*** Materials provided

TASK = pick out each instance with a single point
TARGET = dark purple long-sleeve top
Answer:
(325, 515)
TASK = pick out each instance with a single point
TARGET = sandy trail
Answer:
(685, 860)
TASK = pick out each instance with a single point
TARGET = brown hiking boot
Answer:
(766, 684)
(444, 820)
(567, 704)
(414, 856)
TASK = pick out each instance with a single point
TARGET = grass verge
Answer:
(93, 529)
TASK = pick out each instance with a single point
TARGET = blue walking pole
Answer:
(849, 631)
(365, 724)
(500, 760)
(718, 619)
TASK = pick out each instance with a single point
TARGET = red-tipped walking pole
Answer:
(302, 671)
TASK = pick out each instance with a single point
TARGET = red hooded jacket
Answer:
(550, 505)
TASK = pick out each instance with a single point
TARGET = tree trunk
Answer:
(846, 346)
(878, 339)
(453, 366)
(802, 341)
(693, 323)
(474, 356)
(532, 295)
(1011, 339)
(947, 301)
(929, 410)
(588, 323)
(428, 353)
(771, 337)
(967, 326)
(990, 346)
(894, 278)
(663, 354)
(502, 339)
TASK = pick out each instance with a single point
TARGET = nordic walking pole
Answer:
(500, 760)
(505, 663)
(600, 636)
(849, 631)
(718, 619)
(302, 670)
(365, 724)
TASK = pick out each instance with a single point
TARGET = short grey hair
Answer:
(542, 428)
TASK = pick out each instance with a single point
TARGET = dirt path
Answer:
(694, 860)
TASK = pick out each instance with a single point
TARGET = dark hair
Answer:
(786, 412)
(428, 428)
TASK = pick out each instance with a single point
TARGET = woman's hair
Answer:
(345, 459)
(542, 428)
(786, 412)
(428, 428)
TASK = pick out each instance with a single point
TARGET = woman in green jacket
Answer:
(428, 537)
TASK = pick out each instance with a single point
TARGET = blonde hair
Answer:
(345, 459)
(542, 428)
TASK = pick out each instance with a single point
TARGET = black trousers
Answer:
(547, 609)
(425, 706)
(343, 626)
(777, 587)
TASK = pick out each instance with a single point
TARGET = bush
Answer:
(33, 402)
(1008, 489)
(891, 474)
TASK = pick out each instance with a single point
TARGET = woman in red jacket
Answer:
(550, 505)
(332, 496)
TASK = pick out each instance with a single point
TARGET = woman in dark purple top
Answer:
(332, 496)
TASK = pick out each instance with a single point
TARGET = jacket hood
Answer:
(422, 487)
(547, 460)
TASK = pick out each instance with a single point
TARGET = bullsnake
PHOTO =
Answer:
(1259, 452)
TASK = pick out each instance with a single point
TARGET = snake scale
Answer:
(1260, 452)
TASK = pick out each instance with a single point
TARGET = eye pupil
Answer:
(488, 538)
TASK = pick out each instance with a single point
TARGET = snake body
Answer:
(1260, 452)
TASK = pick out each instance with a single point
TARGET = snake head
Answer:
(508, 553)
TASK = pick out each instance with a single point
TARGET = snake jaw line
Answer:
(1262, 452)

******

### The exercise
Emit the records above again, exactly, with no line skipped.

### Full solution
TASK = pick out each instance with a single point
TARGET = dark purple long-sleeve top
Answer:
(325, 515)
TASK = pick out each instance with a single point
TARGET = sandy trail
Answer:
(685, 860)
TASK = pick out each instance with a single point
TARGET = brown hiking boot
Answer:
(766, 684)
(444, 820)
(567, 704)
(414, 856)
TASK = pick out each instance with a single point
TARGET = grass verge
Answer:
(93, 529)
TASK = pick out each instance with a single point
TARGET = blue walking pole
Answer:
(849, 631)
(365, 724)
(500, 760)
(718, 619)
TASK = pick out each instance with a single point
TARGET = red-tipped walking pole
Answer:
(302, 671)
TASK = pick out each instance with a single point
TARGET = red hooded jacket
Answer:
(550, 505)
TASK = pick out each instance with a single point
TARGET = tree trunk
Answer:
(846, 346)
(878, 339)
(453, 366)
(802, 341)
(693, 323)
(474, 356)
(532, 295)
(1011, 339)
(947, 301)
(929, 410)
(588, 323)
(428, 353)
(771, 337)
(967, 326)
(990, 346)
(894, 278)
(663, 354)
(502, 339)
TASK = pick out each instance with a single point
TARGET = nordic walking pole
Answer:
(500, 760)
(505, 663)
(600, 636)
(849, 631)
(718, 619)
(302, 670)
(365, 724)
TASK = pick out each instance with a single point
TARGET = short grey hair
Answer:
(542, 428)
TASK = pick out each instance with a single point
TARGET = dirt path
Answer:
(694, 860)
TASK = pick out each instance with a single point
TARGET = dark hair
Answer:
(786, 412)
(428, 428)
TASK = pick out each instance with a single point
TARGET = woman's hair
Answer:
(345, 459)
(542, 428)
(786, 412)
(428, 428)
TASK = pick out each instance with a single point
TARGET = woman in green jacket
Answer:
(428, 537)
TASK = pick out each instance with a single point
TARGET = blonde hair
Answer:
(345, 459)
(542, 428)
TASK = pick out each instance with a single point
TARGET = black trousers
Answer:
(547, 609)
(425, 706)
(343, 626)
(777, 587)
TASK = pick out each instance with a single point
TARGET = bush
Answer:
(33, 402)
(1008, 489)
(891, 474)
TASK = pick out each instance with a single point
TARGET = woman in red jacket
Answer:
(550, 505)
(332, 496)
TASK = pick out each instance with a single point
TARGET = woman in dark purple top
Answer:
(332, 496)
TASK = pick out each instance with a single point
TARGET = jacket hood
Answer:
(422, 487)
(547, 460)
TASK = pick out each instance with a single point
TARGET = bullsnake
PHOTO =
Answer:
(1259, 452)
TASK = pick out each instance with a single point
TARGET = snake scale
Answer:
(1260, 452)
TASK = pick out each instance with a single point
TARGET = eye pupil
Answer:
(488, 538)
TASK = pick out each instance with a single point
TARGET = snake body
Answer:
(1260, 452)
TASK = pick out each instance with a single point
TARGET = snake head
Answer:
(508, 553)
TASK = pick out each instance with a single point
TARGET = snake jaw line
Answer:
(1262, 452)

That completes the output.